### THE REQUEST
Reproduce verbatim the lines of the material below, from the line with "Can you spot any nose in this picture?" through the line with "285;199;355;279".

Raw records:

________________

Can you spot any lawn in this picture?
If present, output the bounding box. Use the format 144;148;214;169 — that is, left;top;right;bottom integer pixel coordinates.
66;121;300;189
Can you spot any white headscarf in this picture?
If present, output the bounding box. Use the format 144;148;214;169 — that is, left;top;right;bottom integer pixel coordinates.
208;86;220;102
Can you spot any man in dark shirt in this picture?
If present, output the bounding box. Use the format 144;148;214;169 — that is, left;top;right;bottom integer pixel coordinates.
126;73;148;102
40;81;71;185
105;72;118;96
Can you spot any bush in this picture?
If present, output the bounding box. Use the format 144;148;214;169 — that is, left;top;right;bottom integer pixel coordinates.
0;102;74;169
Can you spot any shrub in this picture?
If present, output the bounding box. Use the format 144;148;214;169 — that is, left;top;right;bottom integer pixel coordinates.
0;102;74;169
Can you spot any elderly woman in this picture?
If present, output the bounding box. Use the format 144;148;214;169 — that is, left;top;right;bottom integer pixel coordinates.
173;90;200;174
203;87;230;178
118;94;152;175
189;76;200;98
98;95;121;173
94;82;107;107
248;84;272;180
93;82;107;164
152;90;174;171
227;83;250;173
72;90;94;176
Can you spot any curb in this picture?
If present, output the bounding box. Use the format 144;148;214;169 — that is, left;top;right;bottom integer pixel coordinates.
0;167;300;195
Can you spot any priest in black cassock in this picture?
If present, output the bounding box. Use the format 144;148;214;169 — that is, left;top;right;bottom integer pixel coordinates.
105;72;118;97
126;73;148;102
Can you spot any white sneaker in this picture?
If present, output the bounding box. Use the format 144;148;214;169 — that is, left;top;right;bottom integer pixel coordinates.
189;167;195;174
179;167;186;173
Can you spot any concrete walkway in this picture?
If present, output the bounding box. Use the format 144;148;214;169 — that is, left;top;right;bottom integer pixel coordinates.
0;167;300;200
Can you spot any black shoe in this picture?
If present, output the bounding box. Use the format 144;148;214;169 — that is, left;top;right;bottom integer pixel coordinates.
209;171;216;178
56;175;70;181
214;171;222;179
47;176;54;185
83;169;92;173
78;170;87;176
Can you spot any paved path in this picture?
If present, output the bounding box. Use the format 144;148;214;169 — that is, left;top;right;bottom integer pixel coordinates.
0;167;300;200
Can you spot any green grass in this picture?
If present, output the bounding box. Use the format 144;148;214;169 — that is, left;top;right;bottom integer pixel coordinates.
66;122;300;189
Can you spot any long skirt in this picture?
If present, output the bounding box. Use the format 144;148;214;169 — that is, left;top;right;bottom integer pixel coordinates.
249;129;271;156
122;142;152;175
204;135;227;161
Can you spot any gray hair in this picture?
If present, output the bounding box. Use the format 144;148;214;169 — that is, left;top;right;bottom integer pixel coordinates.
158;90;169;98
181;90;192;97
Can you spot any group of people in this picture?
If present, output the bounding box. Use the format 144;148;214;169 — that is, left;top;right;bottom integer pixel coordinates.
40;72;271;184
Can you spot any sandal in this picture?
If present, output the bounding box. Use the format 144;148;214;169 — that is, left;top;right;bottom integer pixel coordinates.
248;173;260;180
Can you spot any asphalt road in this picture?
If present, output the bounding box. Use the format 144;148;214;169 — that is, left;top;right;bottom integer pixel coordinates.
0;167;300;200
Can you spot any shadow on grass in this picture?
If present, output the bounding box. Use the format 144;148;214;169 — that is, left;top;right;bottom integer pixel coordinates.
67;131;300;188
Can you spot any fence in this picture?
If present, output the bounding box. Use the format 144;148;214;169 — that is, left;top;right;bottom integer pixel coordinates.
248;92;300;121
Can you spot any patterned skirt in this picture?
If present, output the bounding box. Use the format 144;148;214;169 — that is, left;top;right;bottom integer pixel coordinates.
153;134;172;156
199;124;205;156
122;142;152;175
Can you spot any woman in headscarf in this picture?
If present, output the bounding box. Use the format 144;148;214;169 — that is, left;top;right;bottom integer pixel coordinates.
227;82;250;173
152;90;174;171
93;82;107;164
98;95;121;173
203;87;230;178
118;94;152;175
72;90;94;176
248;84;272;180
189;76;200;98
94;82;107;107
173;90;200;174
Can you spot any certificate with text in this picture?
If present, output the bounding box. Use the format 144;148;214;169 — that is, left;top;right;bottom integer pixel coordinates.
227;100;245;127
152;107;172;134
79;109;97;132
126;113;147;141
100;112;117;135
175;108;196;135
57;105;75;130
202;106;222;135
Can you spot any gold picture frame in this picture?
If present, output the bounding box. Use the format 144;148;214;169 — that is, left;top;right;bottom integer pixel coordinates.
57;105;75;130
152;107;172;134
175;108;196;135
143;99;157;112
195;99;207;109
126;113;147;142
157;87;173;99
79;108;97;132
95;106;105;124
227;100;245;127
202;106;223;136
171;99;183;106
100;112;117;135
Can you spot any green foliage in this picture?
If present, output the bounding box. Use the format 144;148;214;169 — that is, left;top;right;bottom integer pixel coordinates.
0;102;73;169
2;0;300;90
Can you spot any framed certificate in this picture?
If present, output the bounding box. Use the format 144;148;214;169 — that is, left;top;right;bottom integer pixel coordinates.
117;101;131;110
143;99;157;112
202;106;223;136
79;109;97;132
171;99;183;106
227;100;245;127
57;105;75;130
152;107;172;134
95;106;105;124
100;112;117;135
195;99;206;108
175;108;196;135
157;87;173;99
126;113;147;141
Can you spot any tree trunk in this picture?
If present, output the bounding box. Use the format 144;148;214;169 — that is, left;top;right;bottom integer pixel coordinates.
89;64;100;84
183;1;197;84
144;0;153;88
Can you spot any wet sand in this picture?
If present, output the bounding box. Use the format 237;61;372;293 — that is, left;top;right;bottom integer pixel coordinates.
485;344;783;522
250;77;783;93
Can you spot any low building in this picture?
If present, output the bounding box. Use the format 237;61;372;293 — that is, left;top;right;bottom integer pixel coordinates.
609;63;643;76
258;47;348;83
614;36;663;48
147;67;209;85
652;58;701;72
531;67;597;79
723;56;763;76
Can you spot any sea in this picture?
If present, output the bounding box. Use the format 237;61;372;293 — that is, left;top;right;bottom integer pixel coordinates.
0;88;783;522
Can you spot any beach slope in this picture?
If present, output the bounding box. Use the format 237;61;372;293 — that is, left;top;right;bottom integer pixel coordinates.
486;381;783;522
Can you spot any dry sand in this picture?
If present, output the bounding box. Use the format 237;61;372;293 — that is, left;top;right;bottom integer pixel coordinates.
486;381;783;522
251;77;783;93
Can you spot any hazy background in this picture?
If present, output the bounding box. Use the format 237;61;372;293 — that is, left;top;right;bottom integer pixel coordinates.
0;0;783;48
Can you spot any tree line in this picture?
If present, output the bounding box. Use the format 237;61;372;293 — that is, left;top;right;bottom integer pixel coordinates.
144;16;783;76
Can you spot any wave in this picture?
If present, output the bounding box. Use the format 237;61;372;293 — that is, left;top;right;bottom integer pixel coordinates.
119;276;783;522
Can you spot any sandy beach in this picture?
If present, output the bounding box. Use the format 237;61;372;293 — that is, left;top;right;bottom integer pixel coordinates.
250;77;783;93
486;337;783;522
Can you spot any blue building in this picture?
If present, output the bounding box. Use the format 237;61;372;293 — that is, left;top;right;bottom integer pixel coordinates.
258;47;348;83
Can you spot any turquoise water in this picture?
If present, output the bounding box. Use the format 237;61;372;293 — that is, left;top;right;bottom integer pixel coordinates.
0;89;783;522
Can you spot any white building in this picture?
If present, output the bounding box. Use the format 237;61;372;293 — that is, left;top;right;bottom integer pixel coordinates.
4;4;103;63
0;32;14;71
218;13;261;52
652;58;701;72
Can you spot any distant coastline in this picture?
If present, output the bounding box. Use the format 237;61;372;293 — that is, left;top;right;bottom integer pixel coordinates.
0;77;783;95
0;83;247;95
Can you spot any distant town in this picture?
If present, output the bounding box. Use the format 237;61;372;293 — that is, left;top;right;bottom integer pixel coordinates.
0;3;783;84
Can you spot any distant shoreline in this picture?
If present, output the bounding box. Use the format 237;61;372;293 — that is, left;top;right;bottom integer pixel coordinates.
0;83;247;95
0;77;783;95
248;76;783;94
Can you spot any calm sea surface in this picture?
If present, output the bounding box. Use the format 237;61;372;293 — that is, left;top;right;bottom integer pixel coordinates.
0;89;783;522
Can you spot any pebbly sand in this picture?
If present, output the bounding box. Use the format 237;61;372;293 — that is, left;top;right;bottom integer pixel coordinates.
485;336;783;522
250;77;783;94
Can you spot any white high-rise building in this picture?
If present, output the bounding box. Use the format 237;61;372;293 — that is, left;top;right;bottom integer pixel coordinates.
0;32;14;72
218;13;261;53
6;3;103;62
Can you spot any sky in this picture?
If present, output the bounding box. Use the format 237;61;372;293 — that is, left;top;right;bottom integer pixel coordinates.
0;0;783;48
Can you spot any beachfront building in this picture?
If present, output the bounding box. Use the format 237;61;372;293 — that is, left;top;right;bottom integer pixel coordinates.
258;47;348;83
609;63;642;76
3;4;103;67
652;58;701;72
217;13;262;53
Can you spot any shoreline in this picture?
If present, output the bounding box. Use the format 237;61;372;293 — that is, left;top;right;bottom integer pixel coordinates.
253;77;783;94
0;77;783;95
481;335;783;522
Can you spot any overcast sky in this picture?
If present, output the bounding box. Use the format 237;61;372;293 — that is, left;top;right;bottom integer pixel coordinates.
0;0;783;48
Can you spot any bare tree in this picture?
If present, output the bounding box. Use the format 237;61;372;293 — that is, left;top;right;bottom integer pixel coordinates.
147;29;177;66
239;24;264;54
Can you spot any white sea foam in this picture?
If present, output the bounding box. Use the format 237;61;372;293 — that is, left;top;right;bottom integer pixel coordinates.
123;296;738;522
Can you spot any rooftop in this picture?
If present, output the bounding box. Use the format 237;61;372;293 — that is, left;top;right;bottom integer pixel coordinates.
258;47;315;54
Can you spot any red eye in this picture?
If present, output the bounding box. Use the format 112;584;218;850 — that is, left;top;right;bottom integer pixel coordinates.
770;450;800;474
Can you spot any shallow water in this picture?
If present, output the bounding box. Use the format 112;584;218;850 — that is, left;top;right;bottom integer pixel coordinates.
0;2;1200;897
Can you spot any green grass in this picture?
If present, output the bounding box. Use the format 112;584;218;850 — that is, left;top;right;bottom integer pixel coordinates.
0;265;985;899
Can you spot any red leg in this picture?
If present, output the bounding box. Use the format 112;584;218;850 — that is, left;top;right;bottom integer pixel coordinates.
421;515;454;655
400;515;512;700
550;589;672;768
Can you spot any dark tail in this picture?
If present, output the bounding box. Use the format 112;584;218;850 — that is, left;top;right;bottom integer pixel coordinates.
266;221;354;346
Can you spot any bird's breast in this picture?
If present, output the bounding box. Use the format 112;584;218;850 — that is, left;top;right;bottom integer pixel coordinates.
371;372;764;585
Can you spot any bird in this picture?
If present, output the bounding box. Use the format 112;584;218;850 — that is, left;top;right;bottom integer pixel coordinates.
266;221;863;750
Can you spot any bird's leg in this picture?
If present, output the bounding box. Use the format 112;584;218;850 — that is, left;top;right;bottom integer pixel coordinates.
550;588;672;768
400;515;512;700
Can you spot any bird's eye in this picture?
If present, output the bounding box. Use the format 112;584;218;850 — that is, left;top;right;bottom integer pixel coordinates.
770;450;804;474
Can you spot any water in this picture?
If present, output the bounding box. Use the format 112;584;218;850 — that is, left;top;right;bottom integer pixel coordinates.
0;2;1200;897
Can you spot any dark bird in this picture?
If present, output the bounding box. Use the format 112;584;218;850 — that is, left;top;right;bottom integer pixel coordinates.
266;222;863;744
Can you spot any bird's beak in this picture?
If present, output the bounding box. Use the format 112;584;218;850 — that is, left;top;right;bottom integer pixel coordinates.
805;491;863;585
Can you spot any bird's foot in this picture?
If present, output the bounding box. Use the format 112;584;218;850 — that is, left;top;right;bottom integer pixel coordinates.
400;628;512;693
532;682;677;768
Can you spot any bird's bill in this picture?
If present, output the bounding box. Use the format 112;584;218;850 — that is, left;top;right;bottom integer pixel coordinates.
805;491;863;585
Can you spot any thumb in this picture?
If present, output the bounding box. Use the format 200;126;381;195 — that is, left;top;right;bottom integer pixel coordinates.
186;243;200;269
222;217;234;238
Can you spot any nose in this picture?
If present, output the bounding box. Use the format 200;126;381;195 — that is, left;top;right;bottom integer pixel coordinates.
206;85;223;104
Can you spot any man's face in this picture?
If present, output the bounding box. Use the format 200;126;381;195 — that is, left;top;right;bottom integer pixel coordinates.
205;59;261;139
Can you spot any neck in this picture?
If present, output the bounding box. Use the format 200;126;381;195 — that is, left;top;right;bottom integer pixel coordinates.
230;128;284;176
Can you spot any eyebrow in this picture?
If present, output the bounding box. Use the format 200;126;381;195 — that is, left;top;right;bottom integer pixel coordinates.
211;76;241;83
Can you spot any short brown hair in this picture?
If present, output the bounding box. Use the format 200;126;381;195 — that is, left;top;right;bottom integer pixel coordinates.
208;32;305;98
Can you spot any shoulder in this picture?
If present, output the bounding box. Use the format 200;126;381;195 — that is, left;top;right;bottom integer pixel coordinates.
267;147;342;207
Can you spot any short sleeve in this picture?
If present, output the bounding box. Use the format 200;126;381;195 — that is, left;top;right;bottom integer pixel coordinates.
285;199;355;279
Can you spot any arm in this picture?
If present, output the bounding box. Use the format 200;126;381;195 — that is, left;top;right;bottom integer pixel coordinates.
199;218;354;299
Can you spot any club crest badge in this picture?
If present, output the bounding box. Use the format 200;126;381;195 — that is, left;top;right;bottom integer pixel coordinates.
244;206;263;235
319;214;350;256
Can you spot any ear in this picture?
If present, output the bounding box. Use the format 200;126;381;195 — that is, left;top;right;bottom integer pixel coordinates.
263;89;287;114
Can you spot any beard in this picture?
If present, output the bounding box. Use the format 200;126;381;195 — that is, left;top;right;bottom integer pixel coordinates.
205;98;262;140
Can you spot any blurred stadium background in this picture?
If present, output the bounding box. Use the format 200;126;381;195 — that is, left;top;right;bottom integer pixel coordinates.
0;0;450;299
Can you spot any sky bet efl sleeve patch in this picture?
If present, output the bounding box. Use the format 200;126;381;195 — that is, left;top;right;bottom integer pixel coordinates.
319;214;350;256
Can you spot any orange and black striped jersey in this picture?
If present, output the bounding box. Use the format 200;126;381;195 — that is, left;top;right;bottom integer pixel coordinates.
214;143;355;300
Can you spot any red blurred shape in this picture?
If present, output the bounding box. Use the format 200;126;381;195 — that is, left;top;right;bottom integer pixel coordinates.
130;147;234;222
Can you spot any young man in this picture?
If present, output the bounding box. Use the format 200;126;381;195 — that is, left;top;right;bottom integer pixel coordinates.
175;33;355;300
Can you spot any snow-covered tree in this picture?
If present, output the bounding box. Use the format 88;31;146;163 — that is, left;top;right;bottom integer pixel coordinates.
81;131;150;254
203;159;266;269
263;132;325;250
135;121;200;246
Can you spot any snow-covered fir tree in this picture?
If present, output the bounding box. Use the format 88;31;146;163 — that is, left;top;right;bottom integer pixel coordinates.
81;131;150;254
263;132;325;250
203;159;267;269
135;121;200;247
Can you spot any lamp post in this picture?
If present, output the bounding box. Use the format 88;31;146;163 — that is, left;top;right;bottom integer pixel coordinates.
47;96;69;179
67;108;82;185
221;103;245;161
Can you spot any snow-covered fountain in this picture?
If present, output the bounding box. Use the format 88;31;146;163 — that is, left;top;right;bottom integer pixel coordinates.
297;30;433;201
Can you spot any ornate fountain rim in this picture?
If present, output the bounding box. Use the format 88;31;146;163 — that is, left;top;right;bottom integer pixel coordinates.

________________

### SOLVED PROBLEM
Can you spot any nose in this picture?
If present, output the bounding box. Use the format 200;126;381;195 — that is, left;top;right;bottom integer pixel coordinates.
206;85;223;104
Can you spot any man's face in this picture?
If present, output the bounding box. Use the format 200;126;381;195 — that is, left;top;right;bottom integer pixel coordinates.
205;59;261;139
Can you spot any neck in this picture?
If present, output the bounding box. Use the format 200;126;381;195 — that is, left;top;right;bottom integer pixel coordinates.
230;128;284;176
Can you spot any eyebrow in this picture?
If present, output the bounding box. Use the format 200;126;381;195 — that is, left;top;right;bottom integer pixel coordinates.
211;76;241;83
Can you spot any short brown hair in this picture?
If present, output the bounding box. Use the format 200;126;381;195 — that is, left;top;right;bottom integer pixel coordinates.
208;32;305;98
Can you spot any shoulder in this picture?
If present, output the bounding box. Use the format 200;126;381;195 — that is, left;top;right;bottom integer pixel coordinates.
267;147;342;207
Can you spot any short sleeve in this picture?
If present, output the bounding box. Use the format 200;126;381;195 — that is, left;top;right;bottom integer pixel coordinates.
285;199;355;279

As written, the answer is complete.